Given problem:
Convert the lines below, from the line with "# test: point to the sun" to the line with "[[51, 411], [64, 393], [446, 240]]", into a Markdown table with the columns Row and Line Text, leaving out any blank lines.

Data for this task:
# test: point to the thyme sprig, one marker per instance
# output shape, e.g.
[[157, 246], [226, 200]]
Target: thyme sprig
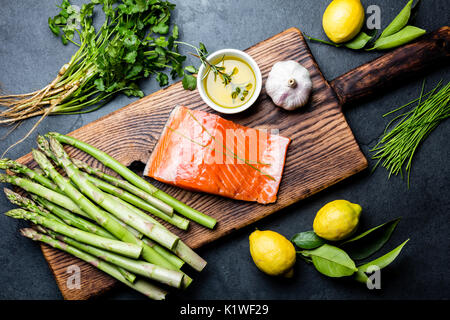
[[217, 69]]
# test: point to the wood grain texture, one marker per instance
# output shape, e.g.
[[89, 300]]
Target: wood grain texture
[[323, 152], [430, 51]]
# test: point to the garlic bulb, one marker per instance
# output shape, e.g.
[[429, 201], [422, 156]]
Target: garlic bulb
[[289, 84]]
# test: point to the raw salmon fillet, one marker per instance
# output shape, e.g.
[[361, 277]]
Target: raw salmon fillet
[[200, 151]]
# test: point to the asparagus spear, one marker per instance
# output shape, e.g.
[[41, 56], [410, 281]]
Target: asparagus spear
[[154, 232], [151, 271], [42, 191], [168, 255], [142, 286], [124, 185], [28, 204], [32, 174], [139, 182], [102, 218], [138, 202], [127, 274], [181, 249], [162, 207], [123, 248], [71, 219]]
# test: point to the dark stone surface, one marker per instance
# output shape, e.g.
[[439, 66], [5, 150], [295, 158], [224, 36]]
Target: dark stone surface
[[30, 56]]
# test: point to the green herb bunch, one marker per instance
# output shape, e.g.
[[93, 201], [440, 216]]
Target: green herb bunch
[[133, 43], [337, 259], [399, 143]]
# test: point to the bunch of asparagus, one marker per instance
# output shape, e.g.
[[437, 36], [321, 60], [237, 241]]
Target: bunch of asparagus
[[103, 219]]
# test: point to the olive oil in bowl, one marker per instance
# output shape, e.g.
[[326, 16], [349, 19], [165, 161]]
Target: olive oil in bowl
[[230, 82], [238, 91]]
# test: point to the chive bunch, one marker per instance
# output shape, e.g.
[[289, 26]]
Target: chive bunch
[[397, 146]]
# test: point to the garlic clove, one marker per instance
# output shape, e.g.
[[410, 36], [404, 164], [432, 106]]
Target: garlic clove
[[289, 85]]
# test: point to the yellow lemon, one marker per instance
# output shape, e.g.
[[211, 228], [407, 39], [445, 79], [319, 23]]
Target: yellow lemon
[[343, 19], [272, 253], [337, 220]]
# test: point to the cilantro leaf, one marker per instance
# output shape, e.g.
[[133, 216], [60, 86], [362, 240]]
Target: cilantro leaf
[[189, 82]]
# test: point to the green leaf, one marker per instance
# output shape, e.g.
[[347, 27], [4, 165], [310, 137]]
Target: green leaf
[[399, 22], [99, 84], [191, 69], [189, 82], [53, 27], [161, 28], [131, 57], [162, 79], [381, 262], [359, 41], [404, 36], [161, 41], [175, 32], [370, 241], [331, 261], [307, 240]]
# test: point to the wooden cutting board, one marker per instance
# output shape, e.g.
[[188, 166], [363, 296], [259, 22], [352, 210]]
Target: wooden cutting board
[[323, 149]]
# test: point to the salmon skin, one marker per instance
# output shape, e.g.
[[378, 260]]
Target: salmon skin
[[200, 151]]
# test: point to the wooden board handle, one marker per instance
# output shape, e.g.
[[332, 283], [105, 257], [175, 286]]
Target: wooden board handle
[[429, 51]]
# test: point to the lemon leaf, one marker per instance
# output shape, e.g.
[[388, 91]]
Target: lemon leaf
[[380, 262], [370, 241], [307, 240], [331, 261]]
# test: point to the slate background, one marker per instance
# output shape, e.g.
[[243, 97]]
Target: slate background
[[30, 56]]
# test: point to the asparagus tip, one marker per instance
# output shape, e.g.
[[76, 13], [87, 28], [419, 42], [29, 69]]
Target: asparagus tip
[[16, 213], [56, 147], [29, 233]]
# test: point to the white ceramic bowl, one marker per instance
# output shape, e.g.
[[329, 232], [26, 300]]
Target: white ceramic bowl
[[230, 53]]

==

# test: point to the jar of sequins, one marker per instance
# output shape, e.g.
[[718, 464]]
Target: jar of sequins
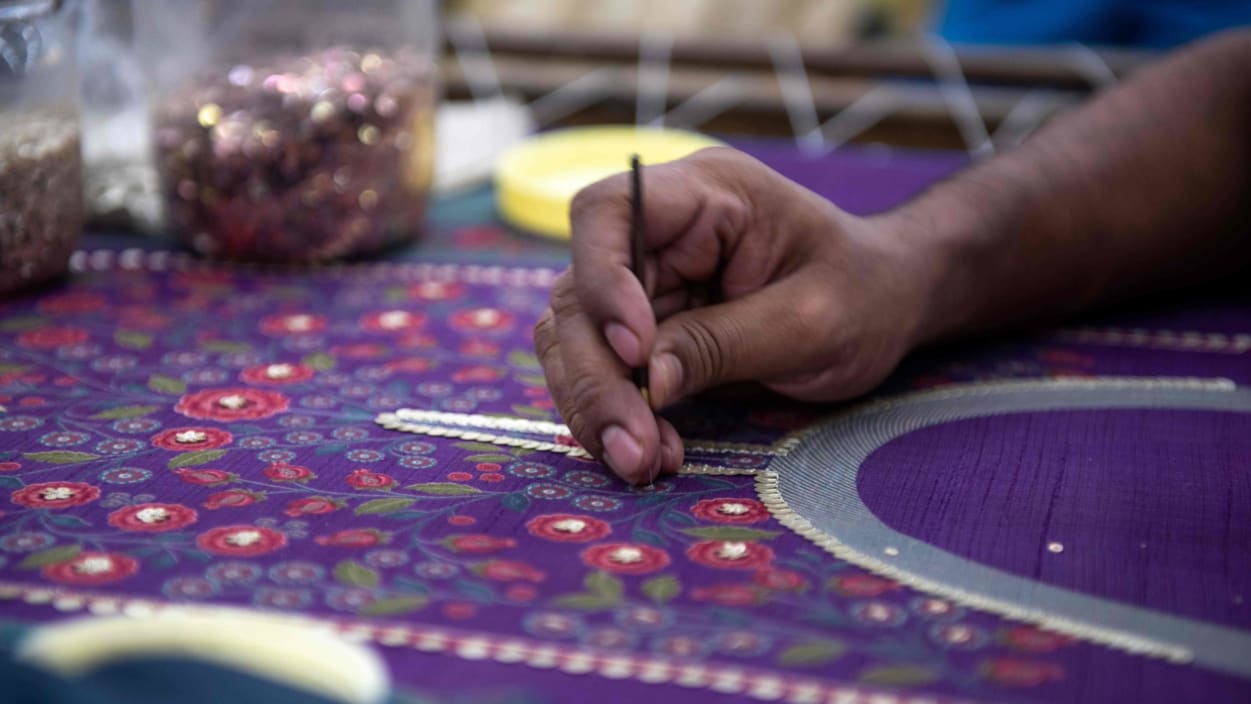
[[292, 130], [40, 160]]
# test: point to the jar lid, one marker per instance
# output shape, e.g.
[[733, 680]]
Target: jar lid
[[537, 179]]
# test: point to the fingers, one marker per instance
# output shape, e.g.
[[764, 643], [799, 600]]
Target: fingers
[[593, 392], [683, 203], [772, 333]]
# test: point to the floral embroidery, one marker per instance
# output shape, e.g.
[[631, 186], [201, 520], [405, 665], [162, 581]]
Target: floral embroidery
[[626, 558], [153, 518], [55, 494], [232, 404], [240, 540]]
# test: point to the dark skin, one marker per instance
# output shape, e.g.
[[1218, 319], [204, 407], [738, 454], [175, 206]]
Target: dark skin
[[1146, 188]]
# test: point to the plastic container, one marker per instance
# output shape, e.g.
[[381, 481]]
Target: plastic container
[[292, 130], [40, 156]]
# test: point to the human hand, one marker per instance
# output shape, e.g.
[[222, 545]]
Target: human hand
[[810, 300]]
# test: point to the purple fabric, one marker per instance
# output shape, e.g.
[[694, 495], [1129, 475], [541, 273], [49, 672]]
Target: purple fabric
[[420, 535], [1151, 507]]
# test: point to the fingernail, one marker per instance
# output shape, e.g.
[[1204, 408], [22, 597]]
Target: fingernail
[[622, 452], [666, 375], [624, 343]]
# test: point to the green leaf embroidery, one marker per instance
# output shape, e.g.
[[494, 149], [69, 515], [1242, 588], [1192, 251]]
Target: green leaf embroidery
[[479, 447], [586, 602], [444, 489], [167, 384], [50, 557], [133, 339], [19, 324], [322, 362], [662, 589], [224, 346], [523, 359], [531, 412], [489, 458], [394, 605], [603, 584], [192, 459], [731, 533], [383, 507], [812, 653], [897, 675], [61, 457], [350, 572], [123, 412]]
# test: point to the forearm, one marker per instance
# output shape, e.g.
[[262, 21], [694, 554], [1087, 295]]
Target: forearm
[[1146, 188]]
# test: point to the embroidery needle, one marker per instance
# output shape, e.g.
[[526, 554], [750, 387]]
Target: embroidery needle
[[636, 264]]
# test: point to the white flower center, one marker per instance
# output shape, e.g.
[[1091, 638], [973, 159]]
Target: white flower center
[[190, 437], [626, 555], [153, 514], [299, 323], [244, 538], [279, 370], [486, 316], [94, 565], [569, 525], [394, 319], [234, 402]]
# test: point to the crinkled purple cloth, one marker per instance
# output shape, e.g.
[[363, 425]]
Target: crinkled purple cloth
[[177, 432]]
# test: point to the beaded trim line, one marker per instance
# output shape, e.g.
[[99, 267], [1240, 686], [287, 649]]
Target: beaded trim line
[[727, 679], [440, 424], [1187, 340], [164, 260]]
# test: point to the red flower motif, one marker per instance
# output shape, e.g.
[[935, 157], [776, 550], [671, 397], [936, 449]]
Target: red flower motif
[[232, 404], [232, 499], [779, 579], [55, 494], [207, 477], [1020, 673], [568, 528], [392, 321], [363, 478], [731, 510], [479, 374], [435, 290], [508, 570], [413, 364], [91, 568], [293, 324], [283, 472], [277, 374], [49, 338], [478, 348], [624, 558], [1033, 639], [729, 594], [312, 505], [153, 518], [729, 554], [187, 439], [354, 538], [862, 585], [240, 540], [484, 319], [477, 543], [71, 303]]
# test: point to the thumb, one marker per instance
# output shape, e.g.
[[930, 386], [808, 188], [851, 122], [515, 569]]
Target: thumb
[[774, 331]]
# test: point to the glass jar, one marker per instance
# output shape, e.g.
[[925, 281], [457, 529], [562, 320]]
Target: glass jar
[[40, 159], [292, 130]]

* * *

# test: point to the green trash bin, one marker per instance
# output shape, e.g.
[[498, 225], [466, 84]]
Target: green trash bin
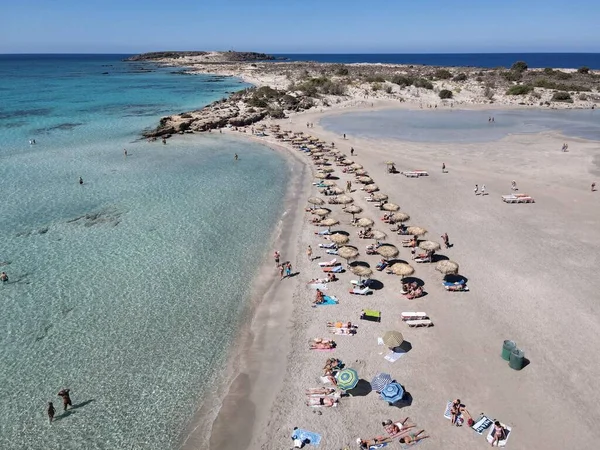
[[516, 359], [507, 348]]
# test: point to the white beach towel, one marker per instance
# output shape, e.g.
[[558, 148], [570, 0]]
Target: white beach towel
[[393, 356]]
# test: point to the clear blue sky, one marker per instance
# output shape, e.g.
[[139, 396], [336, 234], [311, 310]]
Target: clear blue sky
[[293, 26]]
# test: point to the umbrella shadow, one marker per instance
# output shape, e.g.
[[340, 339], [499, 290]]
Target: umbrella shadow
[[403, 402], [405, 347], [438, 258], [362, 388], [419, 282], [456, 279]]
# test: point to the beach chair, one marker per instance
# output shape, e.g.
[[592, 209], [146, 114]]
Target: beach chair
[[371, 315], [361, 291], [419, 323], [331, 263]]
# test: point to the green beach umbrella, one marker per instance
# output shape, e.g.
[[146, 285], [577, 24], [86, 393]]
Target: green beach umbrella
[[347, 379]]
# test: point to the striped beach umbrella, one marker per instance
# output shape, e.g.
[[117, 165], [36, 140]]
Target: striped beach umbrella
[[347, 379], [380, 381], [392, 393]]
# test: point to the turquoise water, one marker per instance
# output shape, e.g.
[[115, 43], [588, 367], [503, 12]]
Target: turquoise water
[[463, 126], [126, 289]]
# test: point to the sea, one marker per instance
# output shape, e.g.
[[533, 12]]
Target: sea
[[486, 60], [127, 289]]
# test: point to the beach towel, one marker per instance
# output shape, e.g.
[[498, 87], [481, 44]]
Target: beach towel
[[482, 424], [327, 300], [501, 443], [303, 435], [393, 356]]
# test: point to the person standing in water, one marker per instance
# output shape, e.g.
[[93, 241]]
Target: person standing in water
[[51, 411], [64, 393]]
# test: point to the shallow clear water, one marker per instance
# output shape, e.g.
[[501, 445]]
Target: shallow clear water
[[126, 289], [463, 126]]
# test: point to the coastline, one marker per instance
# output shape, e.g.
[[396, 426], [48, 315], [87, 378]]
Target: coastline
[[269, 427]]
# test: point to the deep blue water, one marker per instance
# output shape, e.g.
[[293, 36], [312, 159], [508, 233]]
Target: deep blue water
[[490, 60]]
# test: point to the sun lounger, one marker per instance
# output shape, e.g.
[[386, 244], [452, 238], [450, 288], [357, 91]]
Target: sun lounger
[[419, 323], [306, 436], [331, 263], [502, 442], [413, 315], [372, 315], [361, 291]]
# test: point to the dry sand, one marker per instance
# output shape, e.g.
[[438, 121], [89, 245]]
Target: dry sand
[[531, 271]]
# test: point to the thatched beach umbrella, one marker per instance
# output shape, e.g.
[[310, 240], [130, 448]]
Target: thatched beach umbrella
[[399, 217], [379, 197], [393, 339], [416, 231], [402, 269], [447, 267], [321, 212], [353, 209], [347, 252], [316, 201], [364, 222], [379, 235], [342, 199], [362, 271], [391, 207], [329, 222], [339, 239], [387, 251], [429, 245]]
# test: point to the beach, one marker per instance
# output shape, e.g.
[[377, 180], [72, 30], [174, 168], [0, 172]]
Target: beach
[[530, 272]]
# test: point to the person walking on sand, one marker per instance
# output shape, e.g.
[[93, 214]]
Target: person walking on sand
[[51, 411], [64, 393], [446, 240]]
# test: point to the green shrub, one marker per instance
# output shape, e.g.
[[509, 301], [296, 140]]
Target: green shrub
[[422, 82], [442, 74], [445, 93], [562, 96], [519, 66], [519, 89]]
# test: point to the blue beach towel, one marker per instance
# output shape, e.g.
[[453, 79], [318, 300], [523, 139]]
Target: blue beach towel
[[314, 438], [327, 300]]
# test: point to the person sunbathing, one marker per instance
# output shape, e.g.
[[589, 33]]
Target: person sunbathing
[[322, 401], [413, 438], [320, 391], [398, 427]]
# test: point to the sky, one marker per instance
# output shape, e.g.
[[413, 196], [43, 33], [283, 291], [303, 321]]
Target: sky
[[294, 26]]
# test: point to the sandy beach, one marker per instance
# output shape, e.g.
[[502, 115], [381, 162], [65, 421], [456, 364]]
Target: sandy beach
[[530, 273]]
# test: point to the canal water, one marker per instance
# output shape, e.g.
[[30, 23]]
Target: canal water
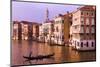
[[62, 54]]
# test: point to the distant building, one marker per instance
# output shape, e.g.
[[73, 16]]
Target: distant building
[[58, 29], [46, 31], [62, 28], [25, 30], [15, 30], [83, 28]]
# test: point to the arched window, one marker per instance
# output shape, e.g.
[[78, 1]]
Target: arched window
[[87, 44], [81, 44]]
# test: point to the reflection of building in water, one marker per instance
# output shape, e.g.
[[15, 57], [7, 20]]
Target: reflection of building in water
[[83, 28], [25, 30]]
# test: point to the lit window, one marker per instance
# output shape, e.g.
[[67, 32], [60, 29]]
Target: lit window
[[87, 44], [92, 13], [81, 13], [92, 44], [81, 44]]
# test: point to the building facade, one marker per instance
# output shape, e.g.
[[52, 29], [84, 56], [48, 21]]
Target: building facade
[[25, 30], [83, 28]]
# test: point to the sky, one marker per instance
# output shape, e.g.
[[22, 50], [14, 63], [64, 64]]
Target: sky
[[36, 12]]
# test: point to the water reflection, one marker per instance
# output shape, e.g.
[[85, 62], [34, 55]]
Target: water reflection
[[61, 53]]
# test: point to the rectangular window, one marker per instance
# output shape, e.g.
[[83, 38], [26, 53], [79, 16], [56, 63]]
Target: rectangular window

Task answer:
| Row | Line Text |
|---|---|
| 1 | # test: point to the sun lounger, one marker per instance |
| 2 | # output shape, e.g. |
| 3 | [[386, 244], [452, 238], [450, 288], [357, 91]] |
| 4 | Target: sun lounger |
| 5 | [[419, 323], [306, 436], [331, 263], [502, 442], [413, 315], [372, 315], [361, 291]] |
| 6 | # test: point to the dry sand, one marker per instance |
| 7 | # output shape, e.g. |
| 8 | [[438, 121], [89, 245]] |
| 9 | Target: dry sand |
| 10 | [[531, 271]] |
| 11 | # test: point to the thatched beach umbrella, one marker per instance |
| 12 | # output shape, e.g. |
| 13 | [[310, 240], [130, 448]] |
| 14 | Target: thatched beach umbrella |
| 15 | [[399, 217], [379, 197], [393, 339], [416, 231], [402, 269], [447, 267], [321, 212], [353, 209], [347, 252], [316, 201], [364, 222], [379, 235], [342, 199], [362, 271], [391, 207], [329, 222], [339, 239], [387, 251], [429, 245]] |
| 16 | # test: point to the beach, one marker per instance |
| 17 | # output shape, e.g. |
| 18 | [[377, 180], [72, 30], [174, 168], [0, 172]] |
| 19 | Target: beach |
| 20 | [[530, 272]] |
| 21 | # test: point to the person walking on sand, one marker per instance |
| 22 | # output shape, e.g. |
| 23 | [[93, 214]] |
| 24 | Target: person walking on sand |
| 25 | [[51, 411], [64, 393], [446, 240]] |